# 00 - GEE Data Exploration and ROI Definition

This Jupyter Notebook serves as the primary exploratory environment for the Colombia deforestation analysis project. It initializes a connection to Google Earth Engine and defines the key parameters for the study, including the Area of Interest (AOI) for model training and a separate, specific region for the final change detection analysis. The script proceeds to query and inspect the Sentinel-2 satellite imagery and Dynamic World land cover collections, reporting on data availability and calculating the geographic size of the study areas. Finally, it generates a comprehensive, interactive map that visualizes the cloud-free satellite imagery, the derived land cover data, and the precise boundaries of the study regions. A static image showing the location of these regions within Colombia can be found in the project's reports/figures/study_region.png directory.

In [None]:
# -*- coding: utf-8 -*-
"""
01_GEE_Data_Exploration.ipynb

This notebook is for the initial exploration, visualization, and validation of
the datasets and Regions of Interest (ROIs) used in the deforestation analysis project.

Workflow:
1.  Configure project settings, including ROIs and date ranges.

+ + +

• [JOB 1] Could you pull out the part of the records below that opens with the line containing "Task: Where can the bare" and closes at the end of the records, reproducing every line in it verbatim?
• [JOB 2] Can you extend the Colombia deforestation data exploration notebook, continuing from the point where it stops?

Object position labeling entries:
+ + +

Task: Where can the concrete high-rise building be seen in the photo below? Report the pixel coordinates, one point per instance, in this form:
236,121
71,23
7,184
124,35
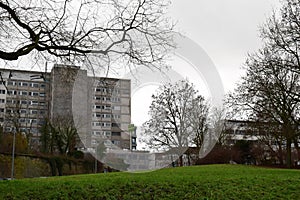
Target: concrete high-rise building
100,108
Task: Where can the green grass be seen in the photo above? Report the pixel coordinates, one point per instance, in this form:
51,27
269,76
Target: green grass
197,182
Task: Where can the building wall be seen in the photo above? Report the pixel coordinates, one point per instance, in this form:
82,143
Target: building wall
98,107
23,101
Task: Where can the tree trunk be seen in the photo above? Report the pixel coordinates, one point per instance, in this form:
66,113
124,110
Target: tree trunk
289,153
180,161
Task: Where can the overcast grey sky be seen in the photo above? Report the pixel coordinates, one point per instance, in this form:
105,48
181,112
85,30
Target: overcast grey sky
226,29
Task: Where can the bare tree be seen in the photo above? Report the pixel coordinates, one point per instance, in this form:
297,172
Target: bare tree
269,94
281,34
59,136
72,31
178,118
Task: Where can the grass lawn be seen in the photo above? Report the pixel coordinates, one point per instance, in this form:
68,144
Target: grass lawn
197,182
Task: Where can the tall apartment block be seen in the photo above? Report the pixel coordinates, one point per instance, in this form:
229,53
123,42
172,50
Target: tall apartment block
100,108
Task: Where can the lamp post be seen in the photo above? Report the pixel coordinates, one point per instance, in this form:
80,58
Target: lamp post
13,156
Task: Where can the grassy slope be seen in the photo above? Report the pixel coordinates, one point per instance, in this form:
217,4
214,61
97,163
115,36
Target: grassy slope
198,182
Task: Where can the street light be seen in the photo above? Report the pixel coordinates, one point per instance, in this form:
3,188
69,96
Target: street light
13,156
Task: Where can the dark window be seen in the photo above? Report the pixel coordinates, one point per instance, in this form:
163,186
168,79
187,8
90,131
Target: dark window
116,134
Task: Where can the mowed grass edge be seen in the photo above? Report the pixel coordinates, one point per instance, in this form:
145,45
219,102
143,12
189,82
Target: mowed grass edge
196,182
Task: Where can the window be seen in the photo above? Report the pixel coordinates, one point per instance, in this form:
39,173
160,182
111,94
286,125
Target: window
116,99
116,134
107,133
21,120
11,83
34,112
116,116
117,107
125,92
23,111
36,85
34,94
24,84
116,142
116,125
12,92
23,102
24,93
34,103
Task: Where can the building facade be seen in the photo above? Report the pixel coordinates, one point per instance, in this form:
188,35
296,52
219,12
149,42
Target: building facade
100,108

+ + +

• [WRITTEN ANSWER 1]
Task: Where can the bare tree be seen in the photo above? Report the pixel coordinates, one point per instance, in this form:
297,172
Target: bare tree
269,94
281,34
59,136
72,31
178,118
Task: Where can the grass lawn be seen in the photo above? Report the pixel coordinates, one point per instance, in this form:
68,144
Target: grass lawn
197,182
Task: Where can the tall apartment block be seen in the photo above? Report the pixel coordinates, one point per instance, in this form:
229,53
123,42
172,50
Target: tall apartment block
100,108
Task: Where can the lamp post be seen in the photo above? Report the pixel coordinates, one point per instance, in this form:
80,58
Target: lamp post
13,156
Task: Where can the grassy slope be seen in the photo above? Report the pixel coordinates, one point per instance, in this form:
217,4
214,61
97,163
115,36
Target: grassy slope
198,182
Task: Where can the street light be seen in the photo above? Report the pixel coordinates, one point per instance, in this form:
3,188
69,96
Target: street light
13,156
Task: Where can the dark window be seen in the photo above? Report the pixel coordinates, one point per instance, in this form:
163,186
168,79
187,8
90,131
Target: dark window
116,134
Task: Where can the mowed grass edge be seen in the photo above? Report the pixel coordinates, one point per instance, in this form:
145,45
219,102
143,12
189,82
Target: mowed grass edge
196,182
Task: Where can the window be seen in the photo above? Report the pixel coordinates, one point per instance, in this form:
39,173
160,182
111,94
286,125
Target: window
116,99
116,134
107,133
21,120
11,83
34,112
116,116
117,107
125,92
23,111
36,85
34,94
24,84
116,142
116,125
12,92
23,102
24,93
34,103
Task: Where can the building facade be seen in the photo above? Report the pixel coordinates, one point per instance, in this form:
188,35
296,52
219,12
149,42
Target: building facade
100,108

• [WRITTEN ANSWER 2]
2.  Define and inspect the Sentinel-2 and Dynamic World image collections.
3.  Calculate and report the geographic size and pixel dimensions of the ROIs.
4.  Generate an interactive map to visually compare the satellite imagery,
    land cover data, and the defined boundaries.
"""

# =============================================================================
# 0. SETUP AND INITIALIZATION
# =============================================================================
import ee
import geemap
import numpy as np
import matplotlib.pyplot as plt
from datetime import datetime

# --- GEE Authentication and Initialization ---
# It's good practice to handle both cases: already authenticated or needs authentication.
try:
    ee.Initialize(project="deforestationsentinel2")
except Exception:
    ee.Authenticate()
    ee.Initialize(project="deforestationsentinel2")

print("Google Earth Engine Initialized Successfully.")


# =============================================================================
# 1. CONFIGURATION
# =============================================================================
# --- Regions of Interest (ROIs) ---
# roi1: The larger area used to generate the training and validation dataset.
roi1_training = ee.Geometry.BBox(-74.88851, 1.722, -73.656, 2.712)
# roi2: The specific area targeted for the final change detection analysis.
roi2_change_detection = ee.Geometry.BBox(-72.8, 2.1, -72.2, 2.7)

# --- Date Range for Analysis ---
# A full year is used to create stable median composites, minimizing seasonal effects.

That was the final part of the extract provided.